_ARTIGO:_
--------

O propósito divino aqui é pedagógico, e o complemento do texto no verso 11 é crucial para o entendimento: “Assim diz o SENHOR: Eis que da tua própria casa suscitarei o mal sobre ti, e tomarei tuas mulheres à tua própria vista, e as darei a teu próximo”. A mesma mão soberana que "deu" é a que "toma". Isso não significa que Deus cometa ou sancione o adultério, mas demonstra Sua propriedade sobre todas as coisas e como as consequências do pecado se tornam uma ferramenta de ensino em Suas mãos. Em Sua soberania, Deus pode entregar os homens aos seus próprios pecados, não como um ato de aprovação, mas para lhes mostrar o erro, como afirma Romanos 1:24: “Por isso, Deus entregou tais homens à imundícia, pelas concupiscências de seu próprio coração...”. De modo semelhante, Deus permite que Davi assuma a realeza com tudo o que ela implicava para, em seguida, usar o fruto de seu próprio pecado como instrumento de juízo, ensinando sobre a gravidade da desobediência.

Aprofundando a evidência interna do Antigo Testamento, Norman Geisler sistematiza vários argumentos contra a prática: Primeiro, a monogamia foi ensinada por precedência. Deus deu a Adão apenas uma mulher e a Eva apenas um homem. Esse princípio deve reger toda a humanidade em todos os tempos. Segundo, a monogamia foi ensinada por preceito. Deus falou a Moisés: Tampouco para si multiplicará mulheres… (Dt 17.17). Terceiro, a monogamia foi ensinada como um preceito moral contra o adultério. Assim diz a lei de Deus: Não cobiçarás […] a mulher do teu próximo [singular] (Êx 20.17). Isso implica que havia somente uma esposa legítima que o próximo podia ter. Quarto, a monogamia foi ensinada pela proporção populacional. Em geral, o nascimento de homens e mulheres é semelhante. Se Deus tivesse designado a poligamia, deveria existir um número muito maior de mulheres do que de homens. Finalmente, a monogamia é ensinada por meio das severas consequências decorrentes da poligamia. Todas as pessoas que praticaram a poligamia no Antigo Testamento sofreram amargamente por isso. Salomão é um exemplo clássico (1Rs 11.4).7

As leis mosaicas que regulavam as heranças em lares polígamos (Deuteronômio 21:15-17) não endossavam a prática; antes, mitigavam a injustiça dentro de uma estrutura social já corrompida pelo pecado.

4. A Restauração no Novo Testamento

Com a vinda de Cristo, a "tolerância temporária" (não por aprovação) cessa e o padrão original é restaurado com clareza cristalina. O Novo Testamento é inequivocamente monogâmico. O apóstolo Paulo instrui: "cada um tenha a sua própria esposa, e cada uma, o seu próprio marido" (1 Coríntios 7:2). A qualificação para a liderança na igreja — que o bispo e o diácono sejam "esposo de uma só mulher" (1 Timóteo 3:2, 12; Tito 1:6) — estabelece a monogamia como o padrão exemplar para toda a comunidade cristã. Charles Hodge argumenta contra a inferência de que outros membros poderiam ser polígamos: "Isso não implica que um homem pode ser polígamo, como dizer que um bispo não deve ser cobiçoso de lucros espúrios nem brigão não implica que outros homens podem ser cobiçosos ou contenciosos."8 O padrão para o líder é o padrão para todos.

--------

_DADOS DE ENTRADA:_
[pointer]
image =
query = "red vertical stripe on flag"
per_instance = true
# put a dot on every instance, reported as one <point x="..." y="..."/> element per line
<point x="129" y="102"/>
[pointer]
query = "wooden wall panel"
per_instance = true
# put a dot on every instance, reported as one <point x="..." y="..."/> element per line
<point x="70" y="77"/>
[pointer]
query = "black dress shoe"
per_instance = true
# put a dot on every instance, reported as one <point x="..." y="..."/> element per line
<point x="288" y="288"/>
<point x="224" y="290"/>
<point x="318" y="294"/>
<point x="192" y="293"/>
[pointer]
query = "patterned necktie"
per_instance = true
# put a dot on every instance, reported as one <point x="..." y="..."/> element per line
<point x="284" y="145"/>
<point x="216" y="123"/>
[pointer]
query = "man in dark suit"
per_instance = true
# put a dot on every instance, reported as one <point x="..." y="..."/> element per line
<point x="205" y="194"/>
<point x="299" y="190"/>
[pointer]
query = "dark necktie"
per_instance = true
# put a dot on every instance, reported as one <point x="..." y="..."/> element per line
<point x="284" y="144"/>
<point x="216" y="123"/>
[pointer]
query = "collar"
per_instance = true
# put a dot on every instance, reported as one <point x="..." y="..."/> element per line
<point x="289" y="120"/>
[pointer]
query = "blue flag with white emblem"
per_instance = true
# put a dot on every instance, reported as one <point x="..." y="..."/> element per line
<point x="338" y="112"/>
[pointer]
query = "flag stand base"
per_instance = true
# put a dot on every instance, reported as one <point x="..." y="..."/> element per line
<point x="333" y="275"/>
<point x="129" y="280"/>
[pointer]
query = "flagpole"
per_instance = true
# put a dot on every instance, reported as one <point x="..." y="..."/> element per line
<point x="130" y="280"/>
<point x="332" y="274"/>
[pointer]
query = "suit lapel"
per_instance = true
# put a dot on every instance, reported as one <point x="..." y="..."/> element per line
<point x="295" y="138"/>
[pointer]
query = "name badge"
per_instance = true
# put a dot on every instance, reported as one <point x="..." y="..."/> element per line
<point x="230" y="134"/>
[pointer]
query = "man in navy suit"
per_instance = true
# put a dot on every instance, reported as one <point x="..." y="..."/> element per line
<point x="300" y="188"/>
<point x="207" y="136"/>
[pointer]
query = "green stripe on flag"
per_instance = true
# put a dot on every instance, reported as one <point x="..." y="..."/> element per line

--------

_TAREFAS A REALIZAR:_
- 1) Responda com base no artigo:
(a) Que versículo de Romanos o artigo cita ao afirmar que Deus pode entregar os homens aos seus próprios pecados?
(b) Quem sistematiza os argumentos contra a prática a partir da evidência interna do Antigo Testamento?
(c) Que passagem de Deuteronômio regulava as heranças em lares polígamos?
- 2) Extraia todas as linhas que contêm a palavra "necktie".
O artigo e as linhas não têm relação entre si.

_RESPOSTAS ÀS TAREFAS:_
- 1)
(a) Romanos 1:24.
(b) Norman Geisler.
(c) Deuteronômio 21:15-17.

- 2)
query = "patterned necktie"
query = "dark necktie"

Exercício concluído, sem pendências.